[Extract to read Boundary: Start]

17. The term "open agency" refers to a Nationwide agency operating without the benefit of a contractor to service the rights of the agency. (Rollins Dep. 81) In that situation, Nationwide would pick up the expenses and manage the agency. (Id.) "Checks and Balances, Inc." refers to an employment or staffing tool utilized by Nationwide in open agency situations as reflected in the project staffing agreement between Checks and Balances and Moose. (Moose Dep. / Exh. M).
18. The liquid assets requirement that was eventually applicable to Bowman entailed $50,000 in liquidity cash.
19. Bowman addresses the discrepancy in the amount to be paid from $160,000.00 to $100,000.00: "I understand that Larry believes the agreed upon amount was $160,000.00 and he may be right, but my recollection is that the amount was $100,000.00." (Dkt. 42-4, 3).
20. There's a discrepancy as to the year of McMahon's retirement within the affidavit. McMahon initially states that he retired in August 2000 yet states immediately below the reference to 2000 that he retired in August, 2006.
21. In fact, according to Tarlton, Rollins instructed him not to report the money to the Internal Revenue Service. (Tarlton Dep. 37)
22. After corporate restructuring, McPherson himself was a proposed party-offeror in one instance where he attempted to purchase the right to service a retiring agent's agency. McPherson offered a deed to his house as collateral for a $100,000.00 payment for Tarlton's agency. (Dkt. 42-8, 61).
23. The method for calculating extended earnings is set forth in detail within Nationwide's Agent's Agreement. (Agent's Agreement, ¶11) Rollins testified that extended earnings for an eligible agent typically amounted to "one times the previous 12 months renewals for all property and casualty products." (Rollins Dep. 101)
24. Nationwide argues that Moose fails to establish a successful tortious interference with contract claim because Moose did not have an enforceable contract with any potential replacement agent. Moose admits that the agreement between him and Bowman was subject to the condition precedent of Bowman being approved as the replacement agent and was likely not binding. (Dkt. 37-2, Moose Dep. 25, 28-29). This condition precedent never occurred; therefore only an executory contract or inchoate set of rights ever existed between Moose and Bowman. See Chemical Realty Corp. v. Home Federal Sav. and Loan Ass'n of Hollywood, 351 S.E.2d 786, 792 (N.C. App. 1987) (quoting Tire Co. v. Morefield, 241 S.E.2d 353 (N.C.App. 1978)) ("A condition precedent is a fact or event, `occurring subsequently to the making of a valid contract, that must exist or occur before there is a right to immediate performance, before there is a breach of contract duty, before the usual judicial remedies are available.").
25. Moose contends that the replacement agent, Saundra Carney, was required to pay Nationwide 150% of the renewal premiums from the previous years for the right to the agency and that the payment was a financial benefit to Nationwide. (Rollins Dep. 25) Nationwide Bank also received business by loaning Carney the money to acquire the agency and charging an interest rate. (Pl.'s Brf. In Opp'n. 20)
26. A fiduciary duty exists "where there has been a special confidence reposed in one who in equity and good conscience is bound to act in good faith and with due regard to the interests of the one reposing confidence." Abbitt v. Gregory, 160 S.E. 896, 906 (N.C. 1931).
27. As discussed earlier, genuine issues of material fact exist concerning the extent of Rollins' actual and apparent authority.
28. Bowman testified that on one of these occasions, Moose was present when Rollins said the retirement letter could be rescinded.

[Extract to read Boundary: End]

_To do_
1. According to the numbered legal notes, what liquid assets requirement eventually applied to Bowman?
2. Extract the numbered legal notes from "21. In fact, according" to "(Rollins Dep. 101)".
3. Name every court case cited in the numbered legal notes.

[Data section Boundary: Start]

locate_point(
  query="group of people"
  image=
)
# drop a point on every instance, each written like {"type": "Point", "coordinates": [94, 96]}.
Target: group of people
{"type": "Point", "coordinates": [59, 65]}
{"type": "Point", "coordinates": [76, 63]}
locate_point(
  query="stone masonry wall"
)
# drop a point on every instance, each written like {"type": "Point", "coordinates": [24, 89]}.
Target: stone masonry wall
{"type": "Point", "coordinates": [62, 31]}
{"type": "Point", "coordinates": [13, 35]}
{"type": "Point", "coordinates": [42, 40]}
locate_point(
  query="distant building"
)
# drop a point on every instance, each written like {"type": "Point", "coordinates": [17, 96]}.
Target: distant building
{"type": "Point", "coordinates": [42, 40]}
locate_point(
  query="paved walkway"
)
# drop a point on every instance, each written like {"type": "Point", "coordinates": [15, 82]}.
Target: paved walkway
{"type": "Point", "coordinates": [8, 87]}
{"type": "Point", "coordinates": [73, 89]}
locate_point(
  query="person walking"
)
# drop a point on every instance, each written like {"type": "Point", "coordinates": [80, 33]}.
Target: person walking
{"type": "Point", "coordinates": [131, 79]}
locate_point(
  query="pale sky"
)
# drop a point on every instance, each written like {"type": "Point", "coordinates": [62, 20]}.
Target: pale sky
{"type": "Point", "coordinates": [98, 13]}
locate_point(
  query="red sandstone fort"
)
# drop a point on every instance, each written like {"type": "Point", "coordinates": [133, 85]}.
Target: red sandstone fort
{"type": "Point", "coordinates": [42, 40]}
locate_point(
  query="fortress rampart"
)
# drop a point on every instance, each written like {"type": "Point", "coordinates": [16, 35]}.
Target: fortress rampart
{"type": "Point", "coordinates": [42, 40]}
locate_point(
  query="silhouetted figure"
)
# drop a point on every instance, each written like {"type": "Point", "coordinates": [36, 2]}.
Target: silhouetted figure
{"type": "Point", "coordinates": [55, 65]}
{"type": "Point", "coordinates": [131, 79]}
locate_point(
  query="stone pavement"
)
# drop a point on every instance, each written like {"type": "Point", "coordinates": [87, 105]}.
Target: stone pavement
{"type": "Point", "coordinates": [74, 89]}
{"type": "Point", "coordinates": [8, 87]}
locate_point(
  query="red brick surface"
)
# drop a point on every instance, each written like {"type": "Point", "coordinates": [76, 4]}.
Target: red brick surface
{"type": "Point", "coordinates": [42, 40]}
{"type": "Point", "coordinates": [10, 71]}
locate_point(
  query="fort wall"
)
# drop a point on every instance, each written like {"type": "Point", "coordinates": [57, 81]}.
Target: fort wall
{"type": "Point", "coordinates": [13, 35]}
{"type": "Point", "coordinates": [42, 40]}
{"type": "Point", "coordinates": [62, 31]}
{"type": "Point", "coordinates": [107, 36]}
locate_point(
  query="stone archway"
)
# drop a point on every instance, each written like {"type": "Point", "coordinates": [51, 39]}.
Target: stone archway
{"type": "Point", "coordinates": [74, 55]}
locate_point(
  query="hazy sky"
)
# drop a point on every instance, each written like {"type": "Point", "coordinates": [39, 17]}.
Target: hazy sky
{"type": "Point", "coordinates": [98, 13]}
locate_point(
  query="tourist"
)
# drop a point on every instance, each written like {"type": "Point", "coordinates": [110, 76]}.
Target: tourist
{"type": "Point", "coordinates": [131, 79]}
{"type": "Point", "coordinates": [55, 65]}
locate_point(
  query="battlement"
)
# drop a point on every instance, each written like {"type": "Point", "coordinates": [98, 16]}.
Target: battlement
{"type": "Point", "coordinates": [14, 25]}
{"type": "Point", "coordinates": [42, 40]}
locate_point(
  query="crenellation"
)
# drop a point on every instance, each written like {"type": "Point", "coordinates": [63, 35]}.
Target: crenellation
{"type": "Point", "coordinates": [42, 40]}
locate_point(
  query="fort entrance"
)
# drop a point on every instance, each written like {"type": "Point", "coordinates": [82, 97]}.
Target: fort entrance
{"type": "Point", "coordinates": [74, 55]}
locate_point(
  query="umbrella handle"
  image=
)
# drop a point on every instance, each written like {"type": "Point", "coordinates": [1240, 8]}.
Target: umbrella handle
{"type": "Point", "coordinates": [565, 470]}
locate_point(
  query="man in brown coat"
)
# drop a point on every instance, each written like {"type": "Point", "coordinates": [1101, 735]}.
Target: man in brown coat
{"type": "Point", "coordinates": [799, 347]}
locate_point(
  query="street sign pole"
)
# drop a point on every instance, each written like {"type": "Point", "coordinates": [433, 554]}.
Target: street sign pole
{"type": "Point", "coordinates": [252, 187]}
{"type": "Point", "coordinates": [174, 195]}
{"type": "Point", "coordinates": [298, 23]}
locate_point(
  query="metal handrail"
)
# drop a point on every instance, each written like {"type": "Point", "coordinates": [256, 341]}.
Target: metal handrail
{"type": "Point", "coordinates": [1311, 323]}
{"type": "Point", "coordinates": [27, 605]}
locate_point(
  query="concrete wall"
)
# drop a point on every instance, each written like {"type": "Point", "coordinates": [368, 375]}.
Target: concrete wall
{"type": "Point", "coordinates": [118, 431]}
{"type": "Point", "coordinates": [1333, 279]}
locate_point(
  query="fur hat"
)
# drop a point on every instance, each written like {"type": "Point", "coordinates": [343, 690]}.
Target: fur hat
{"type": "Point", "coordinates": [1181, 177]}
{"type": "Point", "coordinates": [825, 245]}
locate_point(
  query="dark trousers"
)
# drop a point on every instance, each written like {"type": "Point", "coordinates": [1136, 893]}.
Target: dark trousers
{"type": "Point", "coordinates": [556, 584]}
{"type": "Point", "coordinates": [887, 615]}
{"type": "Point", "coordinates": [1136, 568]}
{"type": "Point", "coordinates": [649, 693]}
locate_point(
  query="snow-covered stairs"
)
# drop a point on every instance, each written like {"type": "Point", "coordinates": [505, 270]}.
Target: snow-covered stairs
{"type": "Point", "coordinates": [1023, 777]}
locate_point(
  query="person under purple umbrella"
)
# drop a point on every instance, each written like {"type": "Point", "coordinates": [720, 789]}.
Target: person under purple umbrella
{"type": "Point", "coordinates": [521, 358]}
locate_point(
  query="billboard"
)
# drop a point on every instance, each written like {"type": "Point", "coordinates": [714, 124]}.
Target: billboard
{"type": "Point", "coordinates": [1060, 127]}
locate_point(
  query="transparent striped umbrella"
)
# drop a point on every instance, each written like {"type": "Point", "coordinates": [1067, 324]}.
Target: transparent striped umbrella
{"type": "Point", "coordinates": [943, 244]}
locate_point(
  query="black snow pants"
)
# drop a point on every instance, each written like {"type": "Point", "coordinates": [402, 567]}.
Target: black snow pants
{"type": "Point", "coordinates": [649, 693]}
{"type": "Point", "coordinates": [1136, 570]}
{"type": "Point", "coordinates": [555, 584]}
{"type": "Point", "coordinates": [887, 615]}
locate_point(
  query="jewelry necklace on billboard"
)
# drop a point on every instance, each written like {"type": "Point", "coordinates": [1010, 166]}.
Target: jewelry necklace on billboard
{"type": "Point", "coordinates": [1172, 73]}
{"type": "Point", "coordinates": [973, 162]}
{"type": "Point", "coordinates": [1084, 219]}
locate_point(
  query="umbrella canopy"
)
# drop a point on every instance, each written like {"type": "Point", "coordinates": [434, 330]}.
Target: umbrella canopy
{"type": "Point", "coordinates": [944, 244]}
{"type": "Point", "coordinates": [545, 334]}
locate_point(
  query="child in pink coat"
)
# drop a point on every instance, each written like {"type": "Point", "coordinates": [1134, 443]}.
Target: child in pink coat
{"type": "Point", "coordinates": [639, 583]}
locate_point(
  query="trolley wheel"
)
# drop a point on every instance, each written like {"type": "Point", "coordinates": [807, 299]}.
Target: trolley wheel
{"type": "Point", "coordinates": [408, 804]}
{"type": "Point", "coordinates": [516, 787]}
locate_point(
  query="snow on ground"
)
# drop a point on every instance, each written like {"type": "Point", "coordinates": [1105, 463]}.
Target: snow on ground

[Data section Boundary: End]

_Answers given_
1. $50,000 in liquidity cash.

2.
21. In fact, according to Tarlton, Rollins instructed him not to report the money to the Internal Revenue Service. (Tarlton Dep. 37)
22. After corporate restructuring, McPherson himself was a proposed party-offeror in one instance where he attempted to purchase the right to service a retiring agent's agency. McPherson offered a deed to his house as collateral for a $100,000.00 payment for Tarlton's agency. (Dkt. 42-8, 61).
23. The method for calculating extended earnings is set forth in detail within Nationwide's Agent's Agreement. (Agent's Agreement, ¶11) Rollins testified that extended earnings for an eligible agent typically amounted to "one times the previous 12 months renewals for all property and casualty products." (Rollins Dep. 101)

3.
Chemical Realty Corp. v. Home Federal Sav. and Loan Ass'n of Hollywood
Tire Co. v. Morefield
Abbitt v. Gregory